**Activity:**
An exact reproduction of the records is required, with all images left out.

**Provided material:**
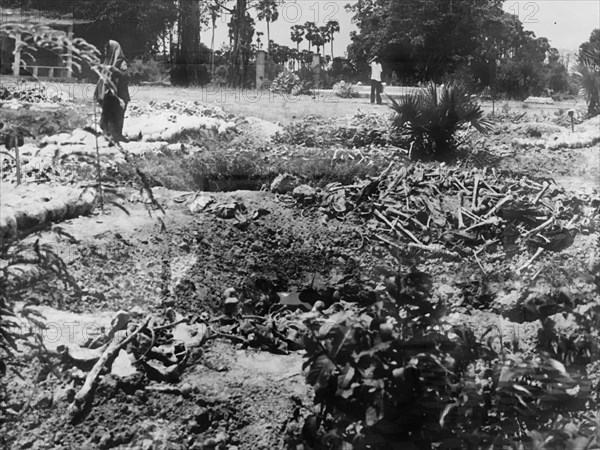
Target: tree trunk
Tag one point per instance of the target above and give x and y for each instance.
(188, 59)
(238, 21)
(268, 37)
(212, 48)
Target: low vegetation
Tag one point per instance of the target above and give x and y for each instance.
(432, 116)
(397, 375)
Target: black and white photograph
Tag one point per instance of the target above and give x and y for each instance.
(300, 224)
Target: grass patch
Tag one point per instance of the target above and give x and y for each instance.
(44, 122)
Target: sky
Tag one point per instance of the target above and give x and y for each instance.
(566, 23)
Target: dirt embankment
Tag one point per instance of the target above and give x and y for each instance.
(229, 397)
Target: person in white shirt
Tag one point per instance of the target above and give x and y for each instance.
(376, 87)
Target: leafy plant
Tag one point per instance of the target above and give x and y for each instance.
(344, 90)
(396, 375)
(147, 70)
(289, 83)
(587, 73)
(433, 115)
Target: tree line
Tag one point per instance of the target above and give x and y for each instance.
(418, 40)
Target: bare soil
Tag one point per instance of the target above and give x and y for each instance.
(231, 397)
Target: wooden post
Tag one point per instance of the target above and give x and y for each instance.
(70, 53)
(17, 53)
(260, 68)
(316, 67)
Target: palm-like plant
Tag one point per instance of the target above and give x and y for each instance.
(333, 26)
(587, 72)
(432, 116)
(267, 11)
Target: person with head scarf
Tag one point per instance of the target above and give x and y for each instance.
(376, 86)
(112, 92)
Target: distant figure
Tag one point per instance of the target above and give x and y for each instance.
(376, 87)
(113, 99)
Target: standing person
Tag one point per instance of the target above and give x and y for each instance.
(113, 99)
(376, 87)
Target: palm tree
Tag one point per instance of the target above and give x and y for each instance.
(587, 72)
(431, 118)
(311, 33)
(214, 13)
(267, 11)
(321, 38)
(333, 26)
(297, 35)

**Result of the task:**
Target: tree trunk
Tag one point per instance of the target above and give x and y for each instance.
(188, 59)
(238, 21)
(268, 37)
(212, 48)
Target: low vegetation
Tag one point per instance of the target above and give x and y for each instance.
(432, 116)
(397, 375)
Target: black and white photograph
Tag one point per instance of the target above and give x and y for each instance.
(300, 224)
Target: grass patch
Tag one point per instance of the target above and give x and y for each instance.
(44, 122)
Target: sky
Tag one point per instance of the target above and give x and y for each instance.
(566, 23)
Target: dirt embankment
Tag one point per instance of the target above and give x and y for each instance.
(229, 397)
Target: person in white shirt
Tag one point per instance of the target above and give x and y for each instance.
(376, 87)
Target: leafy plant
Tag one point per instance of the target above and give x and y for each instance.
(344, 90)
(396, 375)
(147, 70)
(289, 83)
(587, 73)
(433, 115)
Target: tree line
Tag one point per instance of the target above and give x and y for each instance.
(418, 40)
Target: bare soil
Tag one point per instance of the target above and give x and y for each instance.
(231, 397)
Target: wooden post
Tag one point per instance of the target above and give x and y for each instance.
(70, 53)
(17, 53)
(260, 68)
(316, 67)
Target: palm-like plant
Tag one point per instance of the target above and give x and y for each instance.
(333, 26)
(587, 72)
(432, 116)
(267, 11)
Target: person with head scarf
Tag one point per instance of the target above and give x and y for each instance.
(376, 86)
(112, 92)
Target: distant figure
Tag one point per instance of the target above and give x and y for each instance.
(376, 87)
(113, 99)
Target: standing person
Tag one point per instance of the target above and give x and y for each instance.
(113, 99)
(376, 87)
Target: palm tree
Tag one point per instance of the target above and give x and y for each instance.
(587, 72)
(431, 118)
(311, 33)
(214, 13)
(267, 11)
(321, 38)
(333, 26)
(297, 35)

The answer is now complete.